**Records for this task**

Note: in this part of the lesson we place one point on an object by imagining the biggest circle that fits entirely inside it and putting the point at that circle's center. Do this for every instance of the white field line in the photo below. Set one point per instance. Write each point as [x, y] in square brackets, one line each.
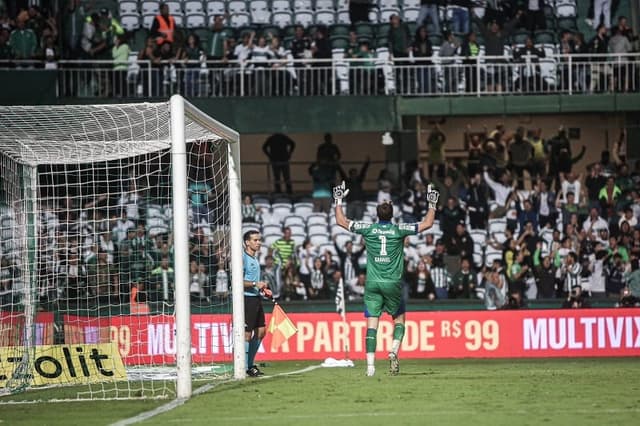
[178, 402]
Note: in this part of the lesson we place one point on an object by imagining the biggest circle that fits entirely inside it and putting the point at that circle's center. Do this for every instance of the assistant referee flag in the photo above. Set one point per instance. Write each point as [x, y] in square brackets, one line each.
[280, 327]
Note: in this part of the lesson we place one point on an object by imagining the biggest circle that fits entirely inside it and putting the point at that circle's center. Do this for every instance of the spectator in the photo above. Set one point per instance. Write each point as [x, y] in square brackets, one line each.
[72, 24]
[463, 284]
[323, 176]
[449, 49]
[599, 45]
[250, 213]
[529, 79]
[436, 158]
[420, 282]
[545, 204]
[520, 156]
[429, 10]
[283, 252]
[608, 196]
[120, 54]
[399, 40]
[321, 50]
[6, 53]
[318, 287]
[440, 276]
[494, 40]
[164, 26]
[477, 205]
[614, 271]
[357, 197]
[23, 40]
[423, 49]
[470, 50]
[278, 148]
[359, 11]
[534, 16]
[192, 54]
[545, 274]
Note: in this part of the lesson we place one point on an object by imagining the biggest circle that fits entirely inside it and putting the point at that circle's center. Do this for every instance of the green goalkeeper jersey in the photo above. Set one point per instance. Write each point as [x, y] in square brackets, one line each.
[385, 248]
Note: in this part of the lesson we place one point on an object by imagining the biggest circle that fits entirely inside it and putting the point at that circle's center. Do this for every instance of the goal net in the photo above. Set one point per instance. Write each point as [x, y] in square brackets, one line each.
[119, 234]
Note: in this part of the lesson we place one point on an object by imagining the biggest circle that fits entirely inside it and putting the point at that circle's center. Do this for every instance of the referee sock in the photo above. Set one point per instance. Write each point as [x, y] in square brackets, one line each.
[254, 345]
[398, 335]
[246, 353]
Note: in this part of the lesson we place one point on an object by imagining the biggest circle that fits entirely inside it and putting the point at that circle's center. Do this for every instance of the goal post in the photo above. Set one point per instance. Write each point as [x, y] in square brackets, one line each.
[116, 220]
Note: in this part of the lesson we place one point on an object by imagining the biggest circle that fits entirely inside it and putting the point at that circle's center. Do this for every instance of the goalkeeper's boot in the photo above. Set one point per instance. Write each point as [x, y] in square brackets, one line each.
[394, 364]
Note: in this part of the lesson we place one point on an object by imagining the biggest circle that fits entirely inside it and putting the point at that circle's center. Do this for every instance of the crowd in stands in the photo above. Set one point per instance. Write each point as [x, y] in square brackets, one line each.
[516, 222]
[178, 47]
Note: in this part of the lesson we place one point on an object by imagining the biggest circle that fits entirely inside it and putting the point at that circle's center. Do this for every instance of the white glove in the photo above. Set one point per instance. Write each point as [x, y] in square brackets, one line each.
[340, 192]
[432, 197]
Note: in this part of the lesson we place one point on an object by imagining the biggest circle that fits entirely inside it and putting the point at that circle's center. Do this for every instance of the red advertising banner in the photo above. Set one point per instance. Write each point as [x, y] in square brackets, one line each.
[12, 330]
[444, 334]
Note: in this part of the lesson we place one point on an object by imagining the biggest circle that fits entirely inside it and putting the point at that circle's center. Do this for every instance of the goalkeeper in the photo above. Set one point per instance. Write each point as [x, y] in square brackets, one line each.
[385, 269]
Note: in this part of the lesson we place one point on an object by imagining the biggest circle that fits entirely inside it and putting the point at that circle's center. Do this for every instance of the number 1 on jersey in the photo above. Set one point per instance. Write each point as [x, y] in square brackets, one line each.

**Task details**
What is needed here is an exact copy of every record, with the pictures left out.

**The answer**
Note: in this part of the lesson we place one point on an object by imagining the biggest circle that fits entirely inside it and putting the point at that circle's center. Do this for every instance of the white field line in the photo below. Set one point per instance. Write each point as [x, y] in square brackets, one line each.
[178, 402]
Note: in this part of the lesson we place one point on an object by imagining the biggest circle that fits entirely inside it and putting the point at that circle's center. Do this for every instance of the assistant referee flag in the photo above. Set one point per instance. Write each point as [x, y] in square brackets, one line each.
[280, 327]
Note: in this part of the lesson we place one point on an object by imagining the biggest circle that fits entirely inside it and putting the point at that circle's center. Do this for every instance of the spectator in the photo above. Set one point per instance. Write each point as [x, y] in square brackets, one line each.
[72, 24]
[463, 284]
[323, 176]
[449, 49]
[599, 45]
[250, 213]
[529, 79]
[436, 158]
[420, 282]
[545, 204]
[520, 156]
[429, 10]
[283, 252]
[608, 196]
[120, 54]
[399, 40]
[321, 50]
[6, 53]
[318, 287]
[440, 276]
[494, 40]
[164, 26]
[477, 205]
[614, 271]
[357, 197]
[23, 40]
[423, 49]
[470, 50]
[278, 148]
[359, 11]
[534, 16]
[192, 54]
[545, 274]
Note: in this part of the lesson we place one point on an object by imagining the biggest circle that fits entirely inside it and putting the point at that circle's center. Do this for every instance of the green goalkeeper jersey in the photo above. Set one point per instance. Write each point as [x, y] in square brackets, one line each.
[385, 248]
Note: in this part of the lesson we place one point on an object by imagining the biggest circle that fits entirely inside it and putting the point at that circle's center. Do this for every instance of the goal net in the photo above. Set one point per instance. Write each point as [x, y] in square brackets, one line each.
[119, 234]
Note: in this part of the lesson we place one point on an object by imagining the biggest circle that fits entirely inside it and putting the point at that circle's center. Do this for every instance of the referee sock in the photo above. Set one point per instance. Write each point as [x, y] in square brackets, one line each.
[254, 345]
[398, 335]
[246, 353]
Note: in this part of the lesson we place one point on an object by imagining the biggest circle that fits entirely inside it and putting the point at that circle's center. Do this for every instance of the goal post in the photo above. Set one point per instance. Write each point as [x, y] in square brackets, one line each.
[116, 220]
Note: in this part of the lesson we place one point on an object by imagining the biggest circle that fits entirely inside it and putting the point at that circle's center. Do this for every instance of the goalkeeper's boot in the photo above. Set one point per instance. Write each point as [x, y] in square brackets, one line each.
[394, 364]
Note: in this part of the lesson we place one point on an object by imagining the biggest circle that fits entirely inside it and putting the point at that circle's center. Do this for every instance of the crowd in stands in the photo above. Set one point per instance. Write each point as [x, y] in square brackets, one line each.
[516, 222]
[178, 47]
Note: in this part of the lesson we place one point on an object by imagining the biggest circle that fits entirely inside it and putting the point at that circle's center. Do this for every instance of the white glove in the photo above. Set one point per instance. Write each point as [x, y] in square brackets, one line each.
[340, 192]
[432, 197]
Note: in this part of the lesson we place one point on an object by imagining the biggest circle that fits entirely inside it and putting the point at that circle's center. Do this for every instance of the red advertising banner in the photo above. Set one point per instance. Write each point as [x, y] in square brackets, one line each.
[12, 330]
[444, 334]
Note: in this part of the lesson we place one point on an object by imagining the biggest circle that fits entirely inside it and putting the point at that circle's center. Do this for every instance of the goalkeeper in the photo above. Set one point per instance. Write each point as [x, y] in square brackets, one line each.
[385, 269]
Note: in this part of the lesson we place one point on an object by imagining the biggest circle that fits entirely inside it and putting the point at that circle's center. Do this for every instance of the number 1 on jersey in the photo above. Set one point per instance. Write each point as [x, y] in square brackets, one line each.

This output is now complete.